◆ **Texte à lire**:
* * *

Et la relève, elle est beaucoup chez les femmes. Les femmes de pêcheurs, évidemment. Mais elle est aussi, si l'on se fie à toutes celles qui ont décidé de partir pour ce voyage, partout ailleurs. Chez les femmes d'affaires, les infirmières, les informaticiennes, les ingénieures, les couturières, les fonctionnaires, les attachées politiques, les femmes qui travaillent à la maison ou dans d'immenses sociétés, dans un bureau ou dans le bois. Bref, elle est un peu partout. Suffit d'avoir un peu la piqûre et l'envie de partir se cacher dans la forêt, dans une chaloupe au milieu d'un lac, loin des exigences des enfants, du mari, du travail, d'un parent souffrant d'alzheimer... Ou l'envie d'oublier les attentes qu'on peut avoir envers soi-même, souvent les plus difficiles à surmonter.

En voyage de pêche, surtout organisé, le monde bascule. Les superwomen lâchent prise.

«Qu'on ait des enfants ou pas, quelque part, les femmes, on finit toutes par s'occuper de quelqu'un d'autre, explique Johanne Claveau. Ici, on se laisse organiser.»

Nancy Dion, mère de quatre enfants, biologiste de formation mais maman à temps plein, vient elle aussi pour faire une pause. «Même quand mes enfants ne sont pas là avec moi à la maison, j'ai l'impression que les corneilles crient "maman!"», dit-elle en faisant rire toutes les autres femmes autour du feu, après une longue et fructueuse journée de pêche. «Quand je suis sur le lac, je ne pense à rien d'autre qu'à ma ligne, au poisson... Même en randonnée pédestre, que j'adore, je n'arrive pas à tout bloquer, dans ma tête, autant qu'avec la pêche.»

Une autre mère de famille, infirmière travaillant la nuit, avoue un soir que la pêche a même provoqué chez elle une grande remise en question. «Quand je suis partie un week-end toute seule à la pêche pour la première fois, j'ai eu un choc. J'ai redécouvert que j'existais. Que la personne que j'étais avant d'avoir des enfants était encore là.» Une prise de conscience qui l'a transformée.

* * *

◆ **Questions à traiter**:
(A) Recopiez tout le passage du texte sur les femmes à la pêche, de "Et la relève, elle" jusqu'à "difficiles à surmonter.", en remplaçant "relève" par "nouvelle génération".
(B) Répondez brièvement à ces questions sur le texte consacré aux femmes à la pêche :
(i) Quelle est la formation de Nancy Dion ?
(ii) À quel moment de la journée travaille l'infirmière mère de famille ?
(iii) Selon Johanne Claveau, de qui les femmes finissent-elles toutes par s'occuper ?

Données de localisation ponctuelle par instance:
* * *

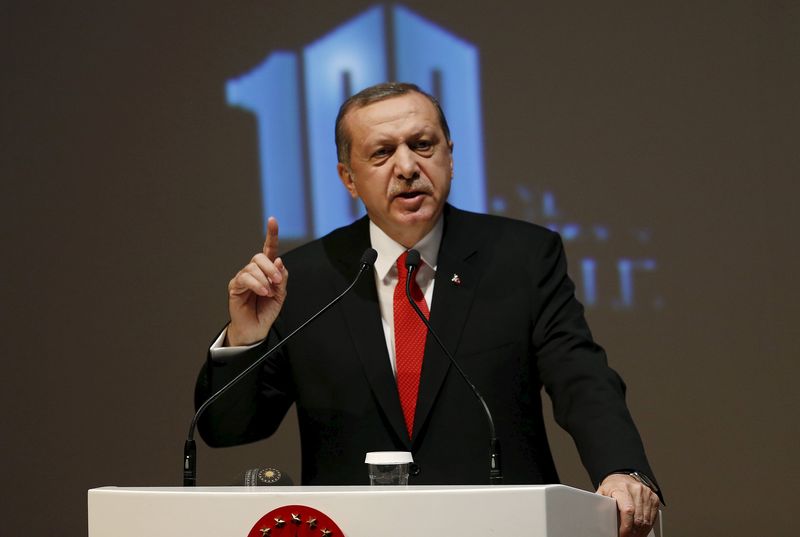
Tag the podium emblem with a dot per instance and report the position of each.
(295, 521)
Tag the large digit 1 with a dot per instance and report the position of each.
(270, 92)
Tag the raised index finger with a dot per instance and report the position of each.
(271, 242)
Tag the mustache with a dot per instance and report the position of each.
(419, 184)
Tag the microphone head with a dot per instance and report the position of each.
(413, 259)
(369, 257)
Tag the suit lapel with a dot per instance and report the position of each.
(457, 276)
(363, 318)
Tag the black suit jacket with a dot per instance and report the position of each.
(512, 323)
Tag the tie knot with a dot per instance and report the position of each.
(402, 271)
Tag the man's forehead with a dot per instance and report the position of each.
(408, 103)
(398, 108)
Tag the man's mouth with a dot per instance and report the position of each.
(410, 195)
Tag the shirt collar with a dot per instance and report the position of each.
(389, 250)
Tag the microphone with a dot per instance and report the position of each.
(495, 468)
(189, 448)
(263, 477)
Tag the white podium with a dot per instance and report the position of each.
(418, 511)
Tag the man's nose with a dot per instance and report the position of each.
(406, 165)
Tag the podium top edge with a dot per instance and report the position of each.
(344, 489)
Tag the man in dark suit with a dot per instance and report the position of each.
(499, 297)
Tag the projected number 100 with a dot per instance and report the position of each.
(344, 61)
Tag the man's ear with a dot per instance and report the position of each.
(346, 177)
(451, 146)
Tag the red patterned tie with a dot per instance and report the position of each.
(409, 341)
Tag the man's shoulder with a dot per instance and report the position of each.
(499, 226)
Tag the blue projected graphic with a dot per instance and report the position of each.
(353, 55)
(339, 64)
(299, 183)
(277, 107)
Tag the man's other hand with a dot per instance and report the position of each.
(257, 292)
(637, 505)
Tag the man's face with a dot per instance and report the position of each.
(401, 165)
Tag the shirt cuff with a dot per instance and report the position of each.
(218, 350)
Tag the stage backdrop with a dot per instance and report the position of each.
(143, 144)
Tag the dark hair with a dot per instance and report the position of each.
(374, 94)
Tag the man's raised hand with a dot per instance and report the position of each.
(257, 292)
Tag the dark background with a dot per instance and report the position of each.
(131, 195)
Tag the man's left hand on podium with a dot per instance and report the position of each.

* * *

◆ **Réponses attendues**:
(A)
Et la nouvelle génération, elle est beaucoup chez les femmes. Les femmes de pêcheurs, évidemment. Mais elle est aussi, si l'on se fie à toutes celles qui ont décidé de partir pour ce voyage, partout ailleurs. Chez les femmes d'affaires, les infirmières, les informaticiennes, les ingénieures, les couturières, les fonctionnaires, les attachées politiques, les femmes qui travaillent à la maison ou dans d'immenses sociétés, dans un bureau ou dans le bois. Bref, elle est un peu partout. Suffit d'avoir un peu la piqûre et l'envie de partir se cacher dans la forêt, dans une chaloupe au milieu d'un lac, loin des exigences des enfants, du mari, du travail, d'un parent souffrant d'alzheimer... Ou l'envie d'oublier les attentes qu'on peut avoir envers soi-même, souvent les plus difficiles à surmonter.

(B)
(i) Elle est biologiste de formation.
(ii) Elle travaille la nuit.
(iii) De quelqu'un d'autre.